**TRAVAIL DEMANDÉ:**
- 1) Dans le texte sur les risques agricoles liés aux semences, relevez les moyens cités qui empêchent les agriculteurs de ressemer leurs semences.
- 2) D'après le texte sur les risques agricoles liés aux semences, sur combien de géniteurs et de familles repose la génétique mondiale du troupeau laitier ?
- 3) Rédigez la suite du texte sur les risques agricoles liés aux semences en partant de sa dernière phrase.

**TEXTE À EXAMINER:**
Le risque sanitaire sur le quel se focalise le refus français, maintenant soutenu par les allemands et d’autres pays européens, existe certainement mais d’un point de vue global et agricole il est loin d’être le plus important. Les autres risques, plus insidieux, mais déterminants ne sont que trop rarement intégrés dans les débats :

- La maîtrise des semences de toutes les grandes cultures par un nombre très restreint de semenciers leur donnent un immense pouvoir de décision sur qui approvisionner et à quel coût. L’interdiction « contractuelle » pour les agriculteurs de ressemer leurs semences ou l’impossibilité biologique de le faire avec des variétés de type « hybride » ou par l’introduction du gène « Terminator » rend extrêmement problématique la sécurité alimentaire de n’importe quel pays. On retrouve ici la diabolique arme alimentaire avec le « tu acceptes mes conditions sinon je ne te permets pas de cultiver ta nourriture ». En complément, le concept émergeant d’agriculture écologiquement intensive repose sur la multiplication des plantes et des semis, principaux intrants de cette nouvelle voie : accroître davantage la pression économique sur les semences devient donc un non sens agronomique.

- La concentration de la production agricole mondiale sur très peu d’espèces et de génomes, déjà préoccupante, ne ferait que diminuer davantage la biodiversité. A la moindre tare ou problème sanitaire, le risque planétaire est trop important. C’est d’ailleurs le cas actuellement du troupeau laitier qui avec une génétique mondiale qui repose sur moins d’une centaine de géniteurs et de familles, présente déjà des problèmes de consanguinité majeurs.

Enregistrements issus d'une source de données:
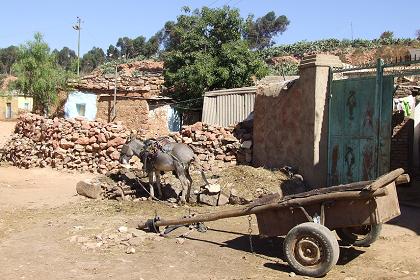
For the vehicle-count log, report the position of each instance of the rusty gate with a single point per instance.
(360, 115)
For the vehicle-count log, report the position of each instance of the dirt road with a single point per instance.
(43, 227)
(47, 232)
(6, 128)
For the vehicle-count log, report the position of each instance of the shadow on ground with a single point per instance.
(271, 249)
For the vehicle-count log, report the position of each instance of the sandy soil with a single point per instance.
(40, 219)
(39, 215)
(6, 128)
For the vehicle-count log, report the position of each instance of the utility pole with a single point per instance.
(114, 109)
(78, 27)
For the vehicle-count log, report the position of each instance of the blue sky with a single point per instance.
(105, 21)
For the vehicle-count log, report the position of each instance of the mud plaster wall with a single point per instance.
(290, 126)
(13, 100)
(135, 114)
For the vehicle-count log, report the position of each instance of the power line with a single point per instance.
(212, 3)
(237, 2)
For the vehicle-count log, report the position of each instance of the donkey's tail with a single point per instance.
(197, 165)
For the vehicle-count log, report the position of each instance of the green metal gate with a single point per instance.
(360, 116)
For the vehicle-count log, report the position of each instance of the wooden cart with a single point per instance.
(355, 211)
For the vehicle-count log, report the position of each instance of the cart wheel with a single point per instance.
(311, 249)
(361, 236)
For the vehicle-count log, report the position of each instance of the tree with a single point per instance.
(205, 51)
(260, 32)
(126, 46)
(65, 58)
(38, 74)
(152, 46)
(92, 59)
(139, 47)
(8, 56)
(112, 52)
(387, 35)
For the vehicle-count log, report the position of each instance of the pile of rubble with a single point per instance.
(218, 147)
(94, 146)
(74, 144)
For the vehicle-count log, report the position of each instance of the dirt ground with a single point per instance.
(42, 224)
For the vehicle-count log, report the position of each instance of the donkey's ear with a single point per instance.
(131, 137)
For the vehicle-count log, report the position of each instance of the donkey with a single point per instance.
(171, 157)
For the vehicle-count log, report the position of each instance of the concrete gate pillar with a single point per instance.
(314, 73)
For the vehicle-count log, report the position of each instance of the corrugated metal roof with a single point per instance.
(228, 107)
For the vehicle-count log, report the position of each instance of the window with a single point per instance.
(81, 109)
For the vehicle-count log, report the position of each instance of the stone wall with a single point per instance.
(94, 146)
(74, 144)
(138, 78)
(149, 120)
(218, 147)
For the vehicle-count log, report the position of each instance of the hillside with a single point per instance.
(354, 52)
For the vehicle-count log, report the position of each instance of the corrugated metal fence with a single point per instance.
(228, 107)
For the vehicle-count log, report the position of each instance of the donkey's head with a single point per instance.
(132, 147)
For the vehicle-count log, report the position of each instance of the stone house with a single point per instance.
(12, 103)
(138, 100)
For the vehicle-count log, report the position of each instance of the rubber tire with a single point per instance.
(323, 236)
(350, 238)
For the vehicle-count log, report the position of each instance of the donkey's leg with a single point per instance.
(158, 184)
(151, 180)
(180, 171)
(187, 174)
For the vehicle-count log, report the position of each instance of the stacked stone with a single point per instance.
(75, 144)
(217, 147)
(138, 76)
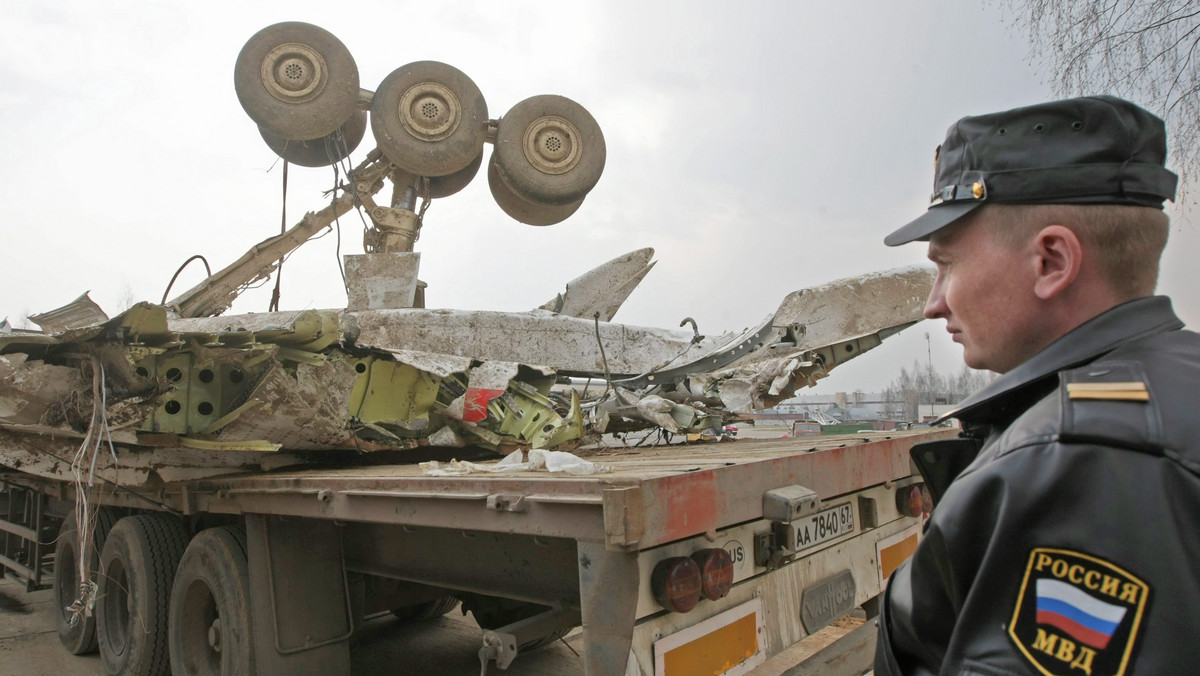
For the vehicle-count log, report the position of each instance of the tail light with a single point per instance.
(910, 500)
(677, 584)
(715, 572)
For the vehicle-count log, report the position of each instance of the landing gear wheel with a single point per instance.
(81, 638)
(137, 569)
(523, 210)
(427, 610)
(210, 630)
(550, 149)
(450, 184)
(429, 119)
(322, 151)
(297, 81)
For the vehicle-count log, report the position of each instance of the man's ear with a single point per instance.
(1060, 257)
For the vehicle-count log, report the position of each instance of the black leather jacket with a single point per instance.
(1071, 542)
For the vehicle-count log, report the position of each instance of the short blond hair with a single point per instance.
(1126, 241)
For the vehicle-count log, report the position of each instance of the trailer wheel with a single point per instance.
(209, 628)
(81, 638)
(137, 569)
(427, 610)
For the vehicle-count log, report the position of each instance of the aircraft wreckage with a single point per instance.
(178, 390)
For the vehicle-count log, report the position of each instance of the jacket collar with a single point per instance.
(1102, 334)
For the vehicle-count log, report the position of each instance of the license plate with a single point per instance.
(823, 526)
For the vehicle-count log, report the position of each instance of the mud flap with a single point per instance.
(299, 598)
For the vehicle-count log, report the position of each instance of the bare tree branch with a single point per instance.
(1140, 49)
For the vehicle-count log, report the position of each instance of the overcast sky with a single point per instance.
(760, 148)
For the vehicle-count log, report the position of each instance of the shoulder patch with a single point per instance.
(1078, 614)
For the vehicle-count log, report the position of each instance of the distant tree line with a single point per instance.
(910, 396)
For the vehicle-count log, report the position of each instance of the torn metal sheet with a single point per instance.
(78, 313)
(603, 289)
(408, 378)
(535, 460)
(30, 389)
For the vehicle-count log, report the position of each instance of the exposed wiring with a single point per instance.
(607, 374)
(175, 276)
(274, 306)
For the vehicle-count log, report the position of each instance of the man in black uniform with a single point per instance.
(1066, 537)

**RÉPONSES:**
- 1)
- l'interdiction « contractuelle » de ressemer
- l'impossibilité biologique de le faire avec des variétés de type « hybride »
- l'introduction du gène « Terminator »

- 2) Sur moins d'une centaine de géniteurs et de familles.

- 3)
- Enfin, l’aspect « magique » d’un contrôle unique et permanent avec une nouvelle technologie, aussi performante soit-elle, ne tient jamais dans le temps. Les résistances apparaissent toujours pour apporter la diversité que l’agriculteur a négligé de cultiver. Les repousses de maïs RR dans le soja de cette parcelle ne sont qu’une illustration de ce qui ce passe en matière d’adventices, de maladies et de ravageurs. A titre d’exemple on peut citer le développement d’adventices résistantes au glyphosate aux États-Unis qui demandent un retour aux herbicides racinaire en plus du glyphosate ou encore l’apparition d’un nouvel insecte ravageur du soja et du maïs "Japenese Corn Beattle" qui nécessite l’application d’insecticides en végétation malgré le gène Bt. Avec ces difficultés que découvrent les premiers utilisateurs et la nécessité de revenir à des traitements phytos classiques en complément, les bénéfices environnementaux annoncés ne sont plus au rendez-vous et les avantages économiques alléchants pour les producteurs disparaissent d’autant plus vite que le prix des céréales est bas.

Après les pesticides, les OGM ont peut-être été présentés un peu trop vite comme une solution miracle qui pouvait résoudre tous les problèmes. La réalité agronomique et écologique rattrape cependant toute simplification et montre que seule la diversité (des modes de lutte, de cultures et d’approches) est gage de durabilité. Ceci dit, la position européenne est sans doute extrême et donne l’impression de " jeter le bébé avec l’eau du bain. Les biotechnologies ne se limitent pas à faire produire des molécules biocides ou anti-biocides et certaines pistes telles que le " smart breeding " semblent intéressantes, sans oublier que les biotechnologies sont devenues un outil décisif en médecine par exemple.

Enfin, avec cet exemple, nous pouvons répondre à ceux qui argumentent que notre agriculture est en train de prendre 10 ans de retard en refusant les OGM, qu’elle est peut-être en train de prendre 10 ans d’avance sur les chemins de l’agriculture écologiquement intensive.